**Extract to read:**

Conversely, dictionary 300 may contract over time to achieve higher
ratios of compression if the data supports it. If, for example,
analysis of large amounts of packet data reveals a strong
correlation between the value in a first portion (e.g., byte) of a
packet and the value in another portion of the packet, a single
encoding may be used to represent both portions.
[0047] Before returning to FIG. 1, a description of selected
examples of dictionaries suitable for use with a method, such as
method 100, for encoding network flows will be described with
reference to FIG. 5, FIG. 6, and FIG. 7. The described
implementation of method 100 extracts information with respect to
three protocol attributes of request packets, namely, a TYPE
attribute, a HOST protocol attribute, and a USER/AGENT protocol
attribute. It will be appreciated that the encoding described below
represents a particular implementation and is not intended to
impose specific requirements on the encoding process. For example,
although the dictionary 500 described below uses four bits to
encode the type of HTTP request (GET, POST, PUT, and OTHER),
alternative encoding implementations may use 2-bits to encode these
four types of requests.

**Set task A:**
Reproduce word for word the part of the passage on network flow encoding starting with "Conversely, dictionary 300" and going on through "represent both portions.".
The passage on network flow encoding has no connection to the entries that follow it.

**Data rows:**
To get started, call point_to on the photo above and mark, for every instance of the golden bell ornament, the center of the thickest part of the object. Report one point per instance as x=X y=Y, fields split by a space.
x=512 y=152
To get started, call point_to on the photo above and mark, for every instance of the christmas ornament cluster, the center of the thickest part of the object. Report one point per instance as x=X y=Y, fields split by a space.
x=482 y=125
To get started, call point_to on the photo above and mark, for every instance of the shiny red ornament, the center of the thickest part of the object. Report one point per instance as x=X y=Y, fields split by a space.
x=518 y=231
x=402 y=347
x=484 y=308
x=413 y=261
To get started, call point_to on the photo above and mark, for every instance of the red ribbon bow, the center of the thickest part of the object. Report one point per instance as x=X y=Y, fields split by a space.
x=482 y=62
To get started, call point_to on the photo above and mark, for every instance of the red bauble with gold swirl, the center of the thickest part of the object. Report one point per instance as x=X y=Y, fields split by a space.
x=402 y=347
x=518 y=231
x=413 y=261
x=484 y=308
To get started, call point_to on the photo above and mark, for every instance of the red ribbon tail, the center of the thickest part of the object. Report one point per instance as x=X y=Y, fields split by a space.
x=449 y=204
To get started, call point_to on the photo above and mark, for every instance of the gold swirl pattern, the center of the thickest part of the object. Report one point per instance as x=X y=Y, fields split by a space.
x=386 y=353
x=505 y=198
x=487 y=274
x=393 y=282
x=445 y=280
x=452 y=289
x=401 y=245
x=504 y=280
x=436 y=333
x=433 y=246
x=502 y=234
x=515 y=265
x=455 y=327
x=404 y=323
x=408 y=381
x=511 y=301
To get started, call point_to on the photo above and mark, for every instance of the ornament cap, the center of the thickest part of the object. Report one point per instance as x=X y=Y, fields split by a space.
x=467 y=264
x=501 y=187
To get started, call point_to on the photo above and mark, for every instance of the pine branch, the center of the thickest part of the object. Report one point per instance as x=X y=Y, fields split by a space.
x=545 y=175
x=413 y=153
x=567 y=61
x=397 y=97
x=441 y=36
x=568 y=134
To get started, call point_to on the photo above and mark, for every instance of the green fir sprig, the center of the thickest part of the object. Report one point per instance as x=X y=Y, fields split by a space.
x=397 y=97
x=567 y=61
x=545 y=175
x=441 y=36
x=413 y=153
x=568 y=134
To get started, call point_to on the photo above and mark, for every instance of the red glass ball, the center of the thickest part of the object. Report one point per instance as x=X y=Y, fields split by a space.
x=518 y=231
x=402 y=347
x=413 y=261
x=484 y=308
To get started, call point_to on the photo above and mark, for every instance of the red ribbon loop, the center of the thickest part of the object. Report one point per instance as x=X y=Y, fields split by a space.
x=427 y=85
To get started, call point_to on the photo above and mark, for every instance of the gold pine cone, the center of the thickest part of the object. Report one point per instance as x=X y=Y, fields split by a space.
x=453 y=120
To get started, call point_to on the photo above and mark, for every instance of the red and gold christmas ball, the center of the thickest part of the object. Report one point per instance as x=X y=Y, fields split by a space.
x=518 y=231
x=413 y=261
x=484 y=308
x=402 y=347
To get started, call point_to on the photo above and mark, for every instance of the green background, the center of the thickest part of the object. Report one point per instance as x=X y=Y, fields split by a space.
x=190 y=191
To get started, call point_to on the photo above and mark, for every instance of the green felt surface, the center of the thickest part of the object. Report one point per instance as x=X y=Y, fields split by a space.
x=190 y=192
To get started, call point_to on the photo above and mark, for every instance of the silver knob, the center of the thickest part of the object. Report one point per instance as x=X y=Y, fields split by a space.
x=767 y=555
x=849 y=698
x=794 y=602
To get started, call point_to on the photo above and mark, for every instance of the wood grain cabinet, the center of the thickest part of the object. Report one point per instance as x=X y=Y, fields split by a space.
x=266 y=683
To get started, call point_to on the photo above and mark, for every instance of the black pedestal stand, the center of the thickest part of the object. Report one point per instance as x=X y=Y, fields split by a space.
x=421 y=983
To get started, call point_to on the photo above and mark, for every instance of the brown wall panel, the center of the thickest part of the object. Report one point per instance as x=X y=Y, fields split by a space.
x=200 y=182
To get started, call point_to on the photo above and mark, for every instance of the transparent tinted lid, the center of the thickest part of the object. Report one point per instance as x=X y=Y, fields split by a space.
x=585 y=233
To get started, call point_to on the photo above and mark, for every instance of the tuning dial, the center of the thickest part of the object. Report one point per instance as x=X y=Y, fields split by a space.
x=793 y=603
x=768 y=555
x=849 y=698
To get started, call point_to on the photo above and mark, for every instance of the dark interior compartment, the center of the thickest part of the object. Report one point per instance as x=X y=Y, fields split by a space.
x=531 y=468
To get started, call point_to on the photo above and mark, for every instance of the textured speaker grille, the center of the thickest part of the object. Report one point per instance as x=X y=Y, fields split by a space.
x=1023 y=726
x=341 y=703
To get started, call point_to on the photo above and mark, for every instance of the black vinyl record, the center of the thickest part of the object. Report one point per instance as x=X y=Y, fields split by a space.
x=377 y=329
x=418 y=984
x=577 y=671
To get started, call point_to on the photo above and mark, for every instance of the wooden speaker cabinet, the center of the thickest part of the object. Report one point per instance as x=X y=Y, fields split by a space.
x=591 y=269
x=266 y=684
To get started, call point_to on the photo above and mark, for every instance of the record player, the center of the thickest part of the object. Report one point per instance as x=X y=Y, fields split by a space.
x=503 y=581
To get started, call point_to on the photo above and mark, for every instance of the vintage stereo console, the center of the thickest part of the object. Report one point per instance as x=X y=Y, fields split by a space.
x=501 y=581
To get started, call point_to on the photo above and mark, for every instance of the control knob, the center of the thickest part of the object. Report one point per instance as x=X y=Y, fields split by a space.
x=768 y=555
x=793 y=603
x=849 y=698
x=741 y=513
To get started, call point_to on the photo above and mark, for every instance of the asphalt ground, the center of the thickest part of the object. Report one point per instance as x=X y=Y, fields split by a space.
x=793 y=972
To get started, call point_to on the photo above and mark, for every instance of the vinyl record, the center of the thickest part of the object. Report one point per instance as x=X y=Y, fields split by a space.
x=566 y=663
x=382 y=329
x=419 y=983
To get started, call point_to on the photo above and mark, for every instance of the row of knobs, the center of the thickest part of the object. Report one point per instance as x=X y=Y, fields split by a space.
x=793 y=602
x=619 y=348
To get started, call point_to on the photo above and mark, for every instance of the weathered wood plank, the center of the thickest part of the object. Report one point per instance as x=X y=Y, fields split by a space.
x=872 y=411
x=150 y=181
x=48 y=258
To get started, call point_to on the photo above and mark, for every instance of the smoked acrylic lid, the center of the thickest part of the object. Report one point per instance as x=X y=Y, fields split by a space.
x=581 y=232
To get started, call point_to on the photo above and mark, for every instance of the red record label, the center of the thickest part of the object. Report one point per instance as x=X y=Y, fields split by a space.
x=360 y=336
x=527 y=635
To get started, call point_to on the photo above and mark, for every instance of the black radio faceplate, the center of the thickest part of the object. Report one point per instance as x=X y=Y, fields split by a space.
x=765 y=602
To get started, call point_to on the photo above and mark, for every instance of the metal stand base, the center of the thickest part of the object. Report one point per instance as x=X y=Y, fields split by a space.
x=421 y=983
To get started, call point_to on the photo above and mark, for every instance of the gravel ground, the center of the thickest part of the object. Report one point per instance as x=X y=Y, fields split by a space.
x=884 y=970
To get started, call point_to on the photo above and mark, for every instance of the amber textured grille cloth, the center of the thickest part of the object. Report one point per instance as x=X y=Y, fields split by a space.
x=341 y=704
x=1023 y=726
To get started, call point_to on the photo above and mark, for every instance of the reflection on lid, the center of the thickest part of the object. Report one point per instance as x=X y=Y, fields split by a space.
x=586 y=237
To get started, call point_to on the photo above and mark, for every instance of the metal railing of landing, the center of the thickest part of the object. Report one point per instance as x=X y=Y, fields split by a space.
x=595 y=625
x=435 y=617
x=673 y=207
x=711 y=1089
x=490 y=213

**Set task B:**
Rescale the entries starting with the line with "the metal stand" and going on through the last line of the entries. Output only those lines, each request included, with every x and y coordinate in the answers multiplied by 1.25 and rounded to a whole number, with halves rounded up.

**Correct output A:**
Conversely, dictionary 300 may contract over time to achieve higher
ratios of compression if the data supports it. If, for example,
analysis of large amounts of packet data reveals a strong
correlation between the value in a first portion (e.g., byte) of a
packet and the value in another portion of the packet, a single
encoding may be used to represent both portions.

**Correct output B:**
To get started, call point_to on the photo above and mark, for every instance of the metal stand base, the center of the thickest part of the object. Report one point per instance as x=X y=Y, fields split by a space.
x=526 y=1229
To get started, call point_to on the photo above and mark, for every instance of the gravel ground, the center of the thickest part of the object. Report one point per instance as x=X y=Y, fields split by a space.
x=1105 y=1213
To get started, call point_to on the photo above and mark, for every instance of the amber textured grille cloth, the center of the thickest part of the object. Report one point per instance as x=X y=Y, fields split by a space.
x=426 y=880
x=1279 y=908
To get started, call point_to on the photo above and mark, for every instance of the reflection on lid, the center of the thickest part of the object. Report one point per instance as x=X y=Y, fields split by a space.
x=733 y=296
To get started, call point_to on the photo above and mark, for every instance of the metal railing of landing, the center of the thickest part of the object. Report one point per instance as x=X y=Y, fields split by a space.
x=744 y=781
x=544 y=771
x=841 y=259
x=889 y=1361
x=613 y=266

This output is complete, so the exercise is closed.